BEGIN

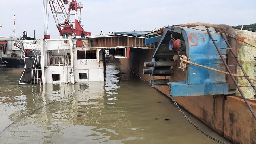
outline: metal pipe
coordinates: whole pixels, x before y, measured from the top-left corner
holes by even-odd
[[[171,61],[156,61],[155,63],[155,67],[163,67],[163,66],[174,66],[177,65],[177,61],[175,60]],[[153,67],[155,66],[155,64],[154,61],[144,62],[144,67]]]

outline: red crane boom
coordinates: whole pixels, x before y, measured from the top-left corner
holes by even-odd
[[[76,19],[77,9],[80,9],[81,12],[81,9],[83,8],[82,4],[81,6],[82,3],[79,3],[80,5],[78,6],[76,0],[72,0],[72,2],[70,2],[68,13],[64,6],[64,4],[68,4],[68,0],[48,0],[48,1],[60,36],[63,36],[63,38],[66,38],[67,35],[71,35],[74,32],[77,35],[80,35],[82,31],[84,32],[85,36],[91,35],[90,32],[84,31],[79,21]],[[74,21],[72,21],[70,18],[71,10],[75,13]]]

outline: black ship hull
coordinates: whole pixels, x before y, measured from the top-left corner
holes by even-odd
[[[22,71],[24,66],[23,58],[3,57],[0,63],[0,70]]]

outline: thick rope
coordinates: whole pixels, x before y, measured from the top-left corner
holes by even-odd
[[[190,61],[187,61],[187,57],[186,57],[185,55],[182,55],[181,57],[180,57],[180,60],[181,61],[180,62],[180,67],[182,67],[181,68],[183,70],[183,71],[184,71],[184,70],[186,69],[186,67],[187,66],[187,64],[191,64],[192,65],[195,65],[196,66],[199,66],[200,67],[203,67],[205,68],[206,68],[208,70],[212,70],[213,71],[215,71],[217,72],[219,72],[221,73],[224,73],[225,74],[229,74],[229,73],[228,72],[224,72],[224,71],[220,71],[218,70],[217,70],[215,68],[211,68],[211,67],[207,67],[207,66],[204,66],[202,65],[200,65],[199,64],[197,64],[197,63],[192,63]],[[238,78],[241,78],[243,79],[246,79],[246,78],[245,77],[245,76],[243,77],[243,76],[241,76],[239,75],[238,75],[237,74],[232,74],[232,75],[233,76],[237,76],[237,77],[238,77]],[[249,78],[249,79],[250,79],[251,80],[252,80],[254,81],[256,81],[256,79],[250,78]]]

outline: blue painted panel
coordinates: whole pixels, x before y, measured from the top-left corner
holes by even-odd
[[[212,35],[214,39],[219,41],[224,40],[220,35]],[[197,39],[193,39],[194,37]],[[210,38],[208,33],[197,33],[195,34],[190,33],[188,34],[188,50],[189,55],[203,54],[215,55],[219,54],[218,51],[213,44],[212,41]],[[192,39],[192,40],[191,40]],[[218,47],[226,48],[227,45],[224,42],[215,41]],[[226,54],[226,49],[219,50],[223,55]]]
[[[145,44],[148,45],[160,41],[162,35],[158,35],[145,39]]]
[[[220,70],[225,70],[223,63],[208,64],[201,65]],[[194,65],[189,66],[187,84],[203,84],[225,83],[226,75],[222,73],[199,67]]]
[[[190,55],[189,61],[198,64],[222,63],[219,55]]]
[[[228,94],[228,84],[187,85],[185,81],[170,82],[173,97]]]
[[[166,31],[165,31],[165,33],[163,34],[163,36],[162,37],[162,38],[161,38],[161,39],[160,40],[160,41],[159,41],[159,44],[158,44],[158,45],[157,46],[157,47],[156,48],[156,50],[155,51],[155,53],[154,54],[154,55],[153,55],[153,57],[155,57],[155,55],[156,54],[158,53],[158,51],[160,49],[159,47],[161,47],[160,46],[162,44],[162,43],[164,41],[164,39],[165,39],[165,38],[166,37],[168,37],[168,35],[166,35],[166,34],[169,32],[170,33],[170,30],[171,30],[167,28]],[[171,39],[171,38],[170,38],[170,39]],[[169,44],[169,43],[168,43]],[[168,44],[168,45],[169,45],[169,44]]]

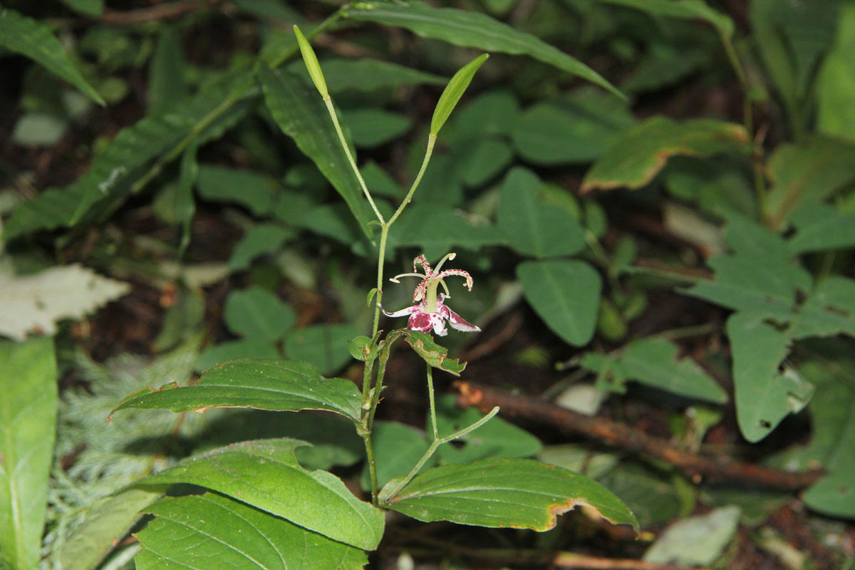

END

Aim =
Revise the stretch of the items from the line containing "outline: blue painted panel" through the end of the items, replacing "blue" with "navy" and leaving everything else unchanged. Omit the pictures from your answer.

Expected answer =
outline: navy painted panel
coordinates: whole pixels, x before y, measured from the top-left corner
holes by even-odd
[[[212,35],[214,39],[219,41],[224,40],[220,35]],[[197,39],[193,39],[194,37]],[[210,38],[208,33],[197,33],[195,34],[190,33],[188,34],[188,50],[189,55],[203,54],[215,55],[219,54],[218,51],[213,44],[212,41]],[[192,39],[192,40],[191,40]],[[218,47],[226,48],[227,45],[224,42],[215,41]],[[226,54],[226,49],[219,50],[223,55]]]
[[[145,44],[148,45],[160,41],[162,35],[158,35],[145,39]]]
[[[220,70],[225,70],[223,63],[208,64],[201,65]],[[194,65],[189,66],[187,84],[203,84],[225,83],[226,75],[222,73],[199,67]]]
[[[190,55],[189,61],[198,64],[222,63],[219,55]]]
[[[228,94],[228,84],[187,85],[185,81],[170,82],[173,97]]]
[[[166,31],[165,31],[165,33],[163,34],[163,36],[162,37],[162,38],[161,38],[161,39],[160,40],[160,41],[159,41],[159,44],[158,44],[158,45],[157,46],[157,47],[156,48],[156,50],[155,51],[155,53],[154,54],[154,55],[153,55],[153,57],[155,57],[155,55],[156,54],[158,53],[158,51],[160,49],[159,47],[161,47],[160,46],[162,44],[162,43],[164,41],[164,39],[165,39],[165,38],[166,37],[168,37],[168,35],[166,35],[166,34],[169,32],[170,33],[170,30],[171,30],[167,28]],[[171,39],[171,38],[170,38],[170,39]],[[169,44],[169,43],[168,43]],[[168,44],[168,45],[169,45],[169,44]]]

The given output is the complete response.